▶ [Task inputs]
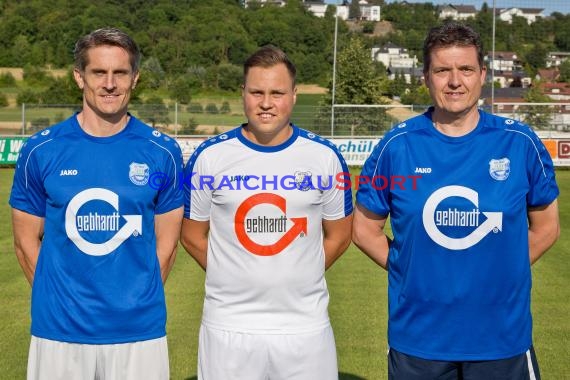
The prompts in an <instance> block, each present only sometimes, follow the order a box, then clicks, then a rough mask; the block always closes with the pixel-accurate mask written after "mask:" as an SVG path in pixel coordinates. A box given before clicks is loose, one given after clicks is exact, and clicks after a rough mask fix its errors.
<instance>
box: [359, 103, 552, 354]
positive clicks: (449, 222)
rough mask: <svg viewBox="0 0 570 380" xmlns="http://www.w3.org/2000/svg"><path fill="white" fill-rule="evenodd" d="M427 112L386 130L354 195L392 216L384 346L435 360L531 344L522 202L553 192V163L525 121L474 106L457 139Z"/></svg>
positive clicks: (504, 353) (378, 209) (540, 199)
mask: <svg viewBox="0 0 570 380" xmlns="http://www.w3.org/2000/svg"><path fill="white" fill-rule="evenodd" d="M430 112H431V111H428V112H427V113H425V114H423V115H420V116H417V117H415V118H412V119H410V120H408V121H406V122H405V123H403V124H400V125H399V126H397V127H396V128H394V129H393V130H391V131H390V132H389V133H387V134H386V135H385V136H384V138H383V139H382V140H381V141H380V143H379V144H378V145H377V146H376V147H375V149H374V151H373V153H372V155H371V156H370V158H369V159H368V160H367V161H366V163H365V165H364V167H363V170H362V175H364V176H368V177H369V178H370V179H371V180H372V179H373V182H372V184H370V185H366V186H361V187H360V189H359V192H358V194H357V202H358V203H359V204H361V205H362V206H364V207H365V208H366V209H368V210H370V211H372V212H374V213H376V214H378V215H384V216H386V215H390V223H391V227H392V232H393V235H394V240H393V243H392V245H391V246H390V252H389V257H388V295H389V324H388V341H389V345H390V347H393V348H394V349H396V350H398V351H401V352H403V353H406V354H409V355H414V356H417V357H421V358H424V359H431V360H446V361H456V360H457V361H467V360H494V359H502V358H507V357H510V356H514V355H518V354H521V353H523V352H525V351H526V350H527V349H528V348H529V347H530V345H531V339H532V321H531V314H530V291H531V271H530V260H529V246H528V244H529V243H528V220H527V210H528V208H529V207H533V206H541V205H547V204H550V203H551V202H552V201H554V200H555V199H556V197H557V196H558V187H557V185H556V182H555V178H554V170H553V165H552V160H551V158H550V156H549V154H548V152H547V151H546V149H545V147H544V145H543V144H542V142H541V141H540V140H539V138H538V137H537V136H536V135H535V133H534V132H533V131H532V130H531V129H530V128H529V127H528V126H526V125H524V124H521V123H519V122H517V121H514V120H511V119H505V118H500V117H496V116H492V115H490V114H486V113H484V112H480V120H479V123H478V125H477V127H476V128H475V129H474V130H473V131H472V132H470V133H469V134H467V135H465V136H462V137H449V136H446V135H443V134H441V133H440V132H439V131H437V130H436V129H435V128H434V127H433V125H432V120H431V114H430Z"/></svg>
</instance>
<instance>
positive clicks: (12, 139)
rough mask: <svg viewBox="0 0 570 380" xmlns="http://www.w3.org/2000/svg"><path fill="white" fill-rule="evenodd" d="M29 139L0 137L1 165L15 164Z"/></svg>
mask: <svg viewBox="0 0 570 380" xmlns="http://www.w3.org/2000/svg"><path fill="white" fill-rule="evenodd" d="M26 138H27V137H0V164H15V163H16V160H18V154H19V153H20V149H21V148H22V145H24V142H25V141H26Z"/></svg>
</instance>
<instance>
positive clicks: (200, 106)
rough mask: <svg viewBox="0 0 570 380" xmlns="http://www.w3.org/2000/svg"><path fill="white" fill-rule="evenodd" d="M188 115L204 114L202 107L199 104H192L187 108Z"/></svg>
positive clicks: (197, 103)
mask: <svg viewBox="0 0 570 380" xmlns="http://www.w3.org/2000/svg"><path fill="white" fill-rule="evenodd" d="M187 110H188V112H190V113H204V107H202V105H201V104H200V103H197V102H193V103H190V105H189V106H188V108H187Z"/></svg>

▶ [Task goal] Copy the rows word for word, starting at the very first row and ending with the line that contains "positive clicks: (504, 353)", including that line. Leave out the pictures.

▶ [Expected answer]
The prompts in an <instance> block, each present only sometimes, follow the order a box, then clicks, then a rough mask; the block always closes with the pixel-accurate mask written after "mask:" as an SVG path in pixel coordinates. A box given before clicks is loose, one given after clicks is exact, and clicks after a rough mask fix its errors.
<instance>
box: [359, 103, 552, 354]
positive clicks: (449, 222)
rough mask: <svg viewBox="0 0 570 380" xmlns="http://www.w3.org/2000/svg"><path fill="white" fill-rule="evenodd" d="M427 112L386 130L354 195L392 216L384 346L435 360L531 344L522 202L553 192V163L525 121L474 106L457 139Z"/></svg>
positive clicks: (504, 353) (378, 209) (540, 199)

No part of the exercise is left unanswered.